### Aim of the task:
Transcribe the entire listing, keeping each word as it is.

====

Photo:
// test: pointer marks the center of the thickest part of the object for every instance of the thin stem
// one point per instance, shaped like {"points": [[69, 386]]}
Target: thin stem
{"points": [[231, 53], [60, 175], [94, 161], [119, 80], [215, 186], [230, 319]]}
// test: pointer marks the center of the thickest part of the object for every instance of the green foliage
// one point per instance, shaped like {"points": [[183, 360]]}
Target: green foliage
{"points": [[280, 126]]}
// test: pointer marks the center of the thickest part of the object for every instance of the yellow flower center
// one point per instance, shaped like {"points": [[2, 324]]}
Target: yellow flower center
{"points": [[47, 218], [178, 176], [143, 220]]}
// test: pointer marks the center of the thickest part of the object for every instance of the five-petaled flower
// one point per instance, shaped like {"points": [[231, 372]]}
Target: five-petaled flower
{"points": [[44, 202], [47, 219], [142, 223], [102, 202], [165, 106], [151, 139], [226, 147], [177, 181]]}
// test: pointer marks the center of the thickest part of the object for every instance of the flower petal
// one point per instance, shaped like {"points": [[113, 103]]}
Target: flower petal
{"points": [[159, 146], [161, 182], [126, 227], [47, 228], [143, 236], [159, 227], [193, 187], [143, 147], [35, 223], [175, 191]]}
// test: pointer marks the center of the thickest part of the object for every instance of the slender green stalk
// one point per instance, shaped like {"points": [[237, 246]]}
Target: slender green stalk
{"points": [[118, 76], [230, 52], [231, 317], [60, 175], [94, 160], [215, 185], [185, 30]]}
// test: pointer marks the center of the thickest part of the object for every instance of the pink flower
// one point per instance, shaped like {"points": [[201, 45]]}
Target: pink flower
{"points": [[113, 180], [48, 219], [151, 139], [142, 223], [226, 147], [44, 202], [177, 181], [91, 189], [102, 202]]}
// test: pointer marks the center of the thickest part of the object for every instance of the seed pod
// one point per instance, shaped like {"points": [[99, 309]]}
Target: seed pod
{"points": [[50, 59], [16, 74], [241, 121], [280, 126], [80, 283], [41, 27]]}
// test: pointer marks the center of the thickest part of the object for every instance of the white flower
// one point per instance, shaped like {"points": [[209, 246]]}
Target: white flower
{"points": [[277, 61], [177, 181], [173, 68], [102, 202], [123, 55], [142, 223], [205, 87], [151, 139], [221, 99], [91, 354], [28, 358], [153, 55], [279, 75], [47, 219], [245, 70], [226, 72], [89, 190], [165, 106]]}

====

### Response for this exercise:
Photo:
// test: pointer marks the center of the thickest part of the object for every instance of the thin stem
// one point per instance, shaped like {"points": [[69, 386]]}
Target: thin stem
{"points": [[231, 53], [60, 175], [94, 161], [119, 80], [215, 186], [230, 319]]}
// test: pointer marks the center of the thickest part of the object for every instance of the green foliage
// one point per instance, shaped like {"points": [[183, 360]]}
Target: green foliage
{"points": [[280, 126]]}
// test: pointer marks the center of the thickest part of the object for every instance of the yellow flower center
// one point per instance, shaped like {"points": [[2, 324]]}
Target: yellow flower center
{"points": [[47, 218], [178, 176], [143, 220]]}
// test: pointer marks the center of the thickest part of the object for every instance of the five-petaled flower
// one point per instance, shaped like {"points": [[231, 372]]}
Target: five-petaled flower
{"points": [[44, 202], [47, 219], [142, 223], [102, 202], [165, 106], [151, 139], [226, 147], [177, 181]]}
// test: pointer marks the center of the thickest part of the object for every instance of the flower petal
// one point per instance, shaped like {"points": [[113, 103]]}
Target: flower petal
{"points": [[159, 146], [161, 182], [126, 227], [47, 228], [143, 236], [159, 227], [193, 187], [143, 147], [35, 223], [175, 191]]}
// test: pointer marks the center of the thickest part of the object for every instance of the slender green stalk
// one point per instance, shaped like {"points": [[237, 246]]}
Target: slender green stalk
{"points": [[118, 76], [230, 52], [231, 317], [60, 175], [94, 160], [215, 185], [185, 30]]}
// test: pointer marks the center of the thickest part of the object for every instance of the pink flower
// one point per instance, shaped like {"points": [[201, 45]]}
Target: pink flower
{"points": [[113, 180], [48, 219], [151, 139], [142, 223], [226, 147], [44, 202], [177, 181], [91, 189], [102, 202]]}
// test: pointer marks the center of the thickest part of the object for every instance of the seed pod
// one point per instance, shaped like {"points": [[99, 309]]}
Target: seed pod
{"points": [[50, 59], [16, 74], [241, 121], [280, 126], [80, 283], [41, 27]]}
// test: pointer marks the center of the thickest part of the object for every instance of the white flower
// one point per instance, shaped like {"points": [[209, 246]]}
Target: white flower
{"points": [[277, 61], [177, 181], [173, 68], [102, 202], [123, 55], [142, 223], [205, 87], [151, 139], [221, 99], [91, 354], [28, 358], [153, 55], [279, 75], [47, 219], [245, 70], [226, 72], [89, 190], [165, 106]]}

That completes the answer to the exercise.